(Entries shown Opens)

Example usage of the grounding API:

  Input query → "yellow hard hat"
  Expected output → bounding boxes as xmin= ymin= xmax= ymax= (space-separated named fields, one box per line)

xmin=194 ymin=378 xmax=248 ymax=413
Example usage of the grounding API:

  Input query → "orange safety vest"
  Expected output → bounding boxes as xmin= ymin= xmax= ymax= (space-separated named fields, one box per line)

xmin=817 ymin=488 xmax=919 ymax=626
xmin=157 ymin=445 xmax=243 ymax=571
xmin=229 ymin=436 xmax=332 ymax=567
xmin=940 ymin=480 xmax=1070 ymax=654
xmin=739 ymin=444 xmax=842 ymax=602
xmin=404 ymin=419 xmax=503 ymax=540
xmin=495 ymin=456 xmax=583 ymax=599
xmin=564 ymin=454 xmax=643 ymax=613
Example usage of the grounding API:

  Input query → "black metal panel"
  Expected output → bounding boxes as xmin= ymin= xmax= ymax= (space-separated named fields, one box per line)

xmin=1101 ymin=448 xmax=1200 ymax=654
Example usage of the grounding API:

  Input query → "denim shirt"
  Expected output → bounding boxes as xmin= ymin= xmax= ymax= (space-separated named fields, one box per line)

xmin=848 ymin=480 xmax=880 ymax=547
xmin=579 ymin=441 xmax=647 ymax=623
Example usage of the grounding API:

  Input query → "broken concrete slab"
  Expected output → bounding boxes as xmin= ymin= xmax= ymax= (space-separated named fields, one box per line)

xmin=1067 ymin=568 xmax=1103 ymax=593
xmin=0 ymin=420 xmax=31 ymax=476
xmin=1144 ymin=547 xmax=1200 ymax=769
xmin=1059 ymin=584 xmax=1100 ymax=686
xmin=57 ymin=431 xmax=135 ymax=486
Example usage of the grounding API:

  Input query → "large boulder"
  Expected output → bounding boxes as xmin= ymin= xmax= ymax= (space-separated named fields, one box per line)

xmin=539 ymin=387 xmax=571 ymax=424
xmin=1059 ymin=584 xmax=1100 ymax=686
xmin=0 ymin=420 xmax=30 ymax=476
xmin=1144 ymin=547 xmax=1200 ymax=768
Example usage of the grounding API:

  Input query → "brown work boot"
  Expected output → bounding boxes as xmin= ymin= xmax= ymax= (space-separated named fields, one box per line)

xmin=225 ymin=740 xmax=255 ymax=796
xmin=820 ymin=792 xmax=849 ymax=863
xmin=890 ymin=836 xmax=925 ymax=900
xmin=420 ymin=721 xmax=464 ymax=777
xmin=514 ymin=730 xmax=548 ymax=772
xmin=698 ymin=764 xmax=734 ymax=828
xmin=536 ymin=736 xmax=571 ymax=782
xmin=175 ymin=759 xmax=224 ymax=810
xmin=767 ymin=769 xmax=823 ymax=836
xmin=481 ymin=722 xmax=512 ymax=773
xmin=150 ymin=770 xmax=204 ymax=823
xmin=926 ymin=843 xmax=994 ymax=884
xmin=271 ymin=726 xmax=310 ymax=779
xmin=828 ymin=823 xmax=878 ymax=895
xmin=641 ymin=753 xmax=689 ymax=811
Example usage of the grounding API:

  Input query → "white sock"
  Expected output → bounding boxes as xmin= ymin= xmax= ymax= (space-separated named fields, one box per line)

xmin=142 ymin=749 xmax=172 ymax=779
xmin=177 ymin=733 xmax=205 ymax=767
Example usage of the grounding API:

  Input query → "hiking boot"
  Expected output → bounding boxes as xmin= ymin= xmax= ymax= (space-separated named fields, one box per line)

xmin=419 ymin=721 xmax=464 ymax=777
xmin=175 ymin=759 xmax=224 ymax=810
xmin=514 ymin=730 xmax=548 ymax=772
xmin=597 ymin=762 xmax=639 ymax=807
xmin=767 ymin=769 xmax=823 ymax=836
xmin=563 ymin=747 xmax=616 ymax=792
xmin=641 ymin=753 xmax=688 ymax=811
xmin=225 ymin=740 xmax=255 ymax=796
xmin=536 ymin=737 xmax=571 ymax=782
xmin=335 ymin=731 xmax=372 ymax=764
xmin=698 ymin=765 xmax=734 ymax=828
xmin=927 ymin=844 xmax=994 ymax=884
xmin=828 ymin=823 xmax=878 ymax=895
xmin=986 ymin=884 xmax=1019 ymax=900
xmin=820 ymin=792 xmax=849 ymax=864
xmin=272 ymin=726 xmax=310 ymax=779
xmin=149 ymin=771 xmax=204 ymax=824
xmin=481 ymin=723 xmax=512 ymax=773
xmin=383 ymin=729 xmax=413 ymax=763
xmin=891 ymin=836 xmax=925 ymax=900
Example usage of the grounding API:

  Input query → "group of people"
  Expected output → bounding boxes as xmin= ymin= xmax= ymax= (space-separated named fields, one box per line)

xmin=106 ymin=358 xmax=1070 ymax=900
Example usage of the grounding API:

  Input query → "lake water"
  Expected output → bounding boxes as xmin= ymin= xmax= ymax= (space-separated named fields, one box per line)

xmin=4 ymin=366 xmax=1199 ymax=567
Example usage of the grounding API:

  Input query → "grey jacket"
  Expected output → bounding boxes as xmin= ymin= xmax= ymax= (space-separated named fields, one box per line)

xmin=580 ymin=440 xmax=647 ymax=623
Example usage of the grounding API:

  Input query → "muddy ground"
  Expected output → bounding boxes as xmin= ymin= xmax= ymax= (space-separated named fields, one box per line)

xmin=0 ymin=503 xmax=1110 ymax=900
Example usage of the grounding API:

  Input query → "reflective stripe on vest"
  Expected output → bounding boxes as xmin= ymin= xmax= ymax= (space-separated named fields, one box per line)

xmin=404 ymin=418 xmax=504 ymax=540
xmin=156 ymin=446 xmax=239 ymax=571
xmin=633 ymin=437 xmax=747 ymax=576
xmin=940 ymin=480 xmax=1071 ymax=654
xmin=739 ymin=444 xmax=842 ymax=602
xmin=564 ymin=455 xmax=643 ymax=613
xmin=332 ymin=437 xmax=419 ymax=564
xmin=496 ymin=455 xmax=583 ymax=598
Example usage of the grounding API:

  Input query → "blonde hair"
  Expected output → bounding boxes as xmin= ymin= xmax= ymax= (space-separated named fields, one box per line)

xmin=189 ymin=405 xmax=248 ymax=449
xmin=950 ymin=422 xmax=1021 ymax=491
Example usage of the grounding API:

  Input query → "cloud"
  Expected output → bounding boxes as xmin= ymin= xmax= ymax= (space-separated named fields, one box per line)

(Entries shown Closes)

**Exercise description**
Using the records above, copy each line that contains "vest".

**Answer to this task**
  Input query → "orange safety vest"
  Input query → "reflective stripe on vest"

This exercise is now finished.